« Si les discussions ont été franches, parfois musclées, aucun coup n'a été échangé, personne n'est dans les cordes et je crois que tout le monde sort gagnant. »
Prononcées avec fierté par Olivier Véran lors de la conclusion du Ségur de la Santé, le 21 juillet, ces paroles, au terme de la trêve estivale, se heurtent à la réalité d'une rentrée sous tension, où les impatiences pointent déjà.
Lessivés par la crise sanitaire, aujourd'hui inquiets de la situation épidémique (lire aussi page 8), les soignants nourrissent l'espoir de voir l'hôpital public respirer. De l'air : c'est justement ce que le gouvernement a garanti au secteur en débloquant 8,2 milliards d'euros pour revaloriser les salaires et les métiers et 6 milliards d'euros pour l'investissement hospitalier (en sus de 13 milliards d'euros de reprise de dette).

------------------------

Liste des consignes:
- a) Répondez à ces questions sur l'extrait consacré au Ségur de la Santé.
(i) Qui a prononcé la phrase citée en ouverture, et à quelle date ?
(ii) Quelle somme le gouvernement a-t-il débloquée pour revaloriser les salaires et les métiers ?
(iii) Quel montant est prévu pour l'investissement hospitalier ?
- b) Poursuivez l'extrait sur le Ségur de la Santé à partir de sa dernière phrase.

Entrées de données:

------------------------

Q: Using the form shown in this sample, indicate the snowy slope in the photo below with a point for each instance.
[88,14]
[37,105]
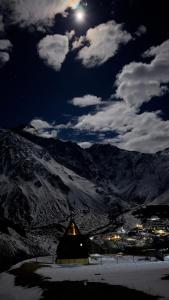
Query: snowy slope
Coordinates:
[120,175]
[138,276]
[35,189]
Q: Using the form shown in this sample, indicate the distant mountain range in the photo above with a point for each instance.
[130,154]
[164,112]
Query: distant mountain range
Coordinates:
[47,181]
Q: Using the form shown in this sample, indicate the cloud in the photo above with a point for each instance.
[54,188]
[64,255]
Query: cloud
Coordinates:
[78,42]
[41,128]
[70,34]
[2,28]
[139,82]
[85,145]
[103,43]
[87,100]
[145,132]
[35,12]
[141,30]
[5,47]
[4,58]
[53,50]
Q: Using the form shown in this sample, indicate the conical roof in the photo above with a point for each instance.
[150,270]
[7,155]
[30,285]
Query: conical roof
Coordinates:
[72,229]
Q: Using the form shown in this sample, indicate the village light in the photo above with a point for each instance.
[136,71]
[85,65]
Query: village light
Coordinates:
[139,226]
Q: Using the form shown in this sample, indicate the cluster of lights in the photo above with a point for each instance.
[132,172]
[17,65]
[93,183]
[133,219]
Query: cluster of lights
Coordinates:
[114,238]
[80,15]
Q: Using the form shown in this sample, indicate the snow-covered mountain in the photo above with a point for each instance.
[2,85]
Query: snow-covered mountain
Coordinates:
[43,182]
[35,189]
[126,176]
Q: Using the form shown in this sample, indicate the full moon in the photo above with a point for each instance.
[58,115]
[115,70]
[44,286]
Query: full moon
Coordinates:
[80,16]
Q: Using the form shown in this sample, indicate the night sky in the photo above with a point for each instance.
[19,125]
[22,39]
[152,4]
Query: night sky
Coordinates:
[87,71]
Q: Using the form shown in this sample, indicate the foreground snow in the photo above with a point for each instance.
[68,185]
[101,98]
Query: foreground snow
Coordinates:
[139,275]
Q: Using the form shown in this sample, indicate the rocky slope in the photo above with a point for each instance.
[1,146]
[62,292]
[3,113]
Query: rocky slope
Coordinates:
[44,182]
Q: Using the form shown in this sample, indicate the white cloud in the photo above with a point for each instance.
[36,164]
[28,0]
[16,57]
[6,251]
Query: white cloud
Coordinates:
[78,42]
[87,100]
[5,45]
[141,30]
[2,28]
[36,12]
[41,128]
[4,58]
[104,42]
[146,132]
[85,145]
[70,34]
[53,50]
[139,82]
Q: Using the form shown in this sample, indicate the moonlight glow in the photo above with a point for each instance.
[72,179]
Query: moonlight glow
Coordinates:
[80,15]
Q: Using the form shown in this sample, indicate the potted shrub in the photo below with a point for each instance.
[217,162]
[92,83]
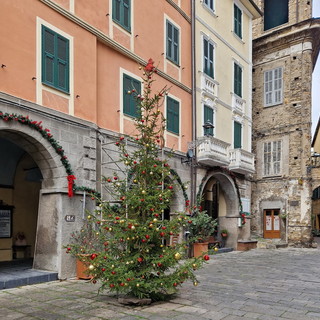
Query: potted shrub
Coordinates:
[84,243]
[201,227]
[224,233]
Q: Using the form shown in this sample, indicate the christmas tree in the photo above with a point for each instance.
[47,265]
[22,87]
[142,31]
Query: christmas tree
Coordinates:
[137,255]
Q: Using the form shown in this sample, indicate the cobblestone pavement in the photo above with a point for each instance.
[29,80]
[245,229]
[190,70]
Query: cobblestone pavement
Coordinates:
[257,284]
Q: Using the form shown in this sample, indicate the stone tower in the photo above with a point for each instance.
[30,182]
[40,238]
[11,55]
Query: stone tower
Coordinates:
[285,49]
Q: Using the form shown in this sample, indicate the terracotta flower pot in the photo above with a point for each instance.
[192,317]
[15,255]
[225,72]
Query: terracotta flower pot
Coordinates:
[82,270]
[199,248]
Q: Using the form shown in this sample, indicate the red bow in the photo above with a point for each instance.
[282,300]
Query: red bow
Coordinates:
[70,178]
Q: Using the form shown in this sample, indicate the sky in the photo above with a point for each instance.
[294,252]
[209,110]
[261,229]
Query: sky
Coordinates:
[316,77]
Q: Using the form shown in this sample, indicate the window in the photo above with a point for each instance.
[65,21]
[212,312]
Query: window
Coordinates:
[208,116]
[172,115]
[273,87]
[237,80]
[237,22]
[276,13]
[272,158]
[237,135]
[208,58]
[129,101]
[209,4]
[172,43]
[55,60]
[121,13]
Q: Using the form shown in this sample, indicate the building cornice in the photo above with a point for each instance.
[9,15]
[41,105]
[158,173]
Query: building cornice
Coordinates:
[110,42]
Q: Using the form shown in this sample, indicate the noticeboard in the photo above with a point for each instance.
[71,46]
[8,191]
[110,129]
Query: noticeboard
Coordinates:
[5,222]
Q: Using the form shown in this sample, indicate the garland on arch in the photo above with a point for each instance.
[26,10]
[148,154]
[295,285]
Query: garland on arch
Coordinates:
[37,125]
[233,177]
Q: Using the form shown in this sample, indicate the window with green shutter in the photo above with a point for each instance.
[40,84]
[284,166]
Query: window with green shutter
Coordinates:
[237,21]
[173,115]
[129,101]
[276,13]
[209,4]
[172,42]
[208,116]
[55,60]
[237,78]
[121,13]
[237,135]
[208,58]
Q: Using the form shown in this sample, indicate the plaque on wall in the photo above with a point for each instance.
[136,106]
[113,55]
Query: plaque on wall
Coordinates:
[5,222]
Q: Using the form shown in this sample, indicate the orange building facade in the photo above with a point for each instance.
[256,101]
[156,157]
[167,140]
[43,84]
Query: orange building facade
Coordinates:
[66,66]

------------------------

Réponses à l'exercice:
- a)
(i) Olivier Véran, le 21 juillet, lors de la conclusion du Ségur de la Santé.
(ii) 8,2 milliards d'euros.
(iii) 6 milliards d'euros, en plus de 13 milliards d'euros de reprise de dette.

- b)
Pour les praticiens hospitaliers en particulier, un accord à 450 millions d'euros par an a été conclu avec trois des cinq organisations représentatives (CMH, INPH et SNAM-HP). Du jamais vu. Ces enveloppes devront se « traduire en résultats concrets, sur le terrain, dans vos services, dans vos cabinets, dans vos établissements médico-sociaux, partout ou vous exercez », a promis le ministre aux soignants. Pas moins de 33 mesures ont été annoncées mais qui renvoient parfois à un calendrier incertain – dont la promesse de 15 000 recrutements pour soutenir l'emploi hospitalier et pourvoir les emplois vacants ou encore la remédicalisation de la gouvernance.
Les fédérations applaudissent, les médecins moins...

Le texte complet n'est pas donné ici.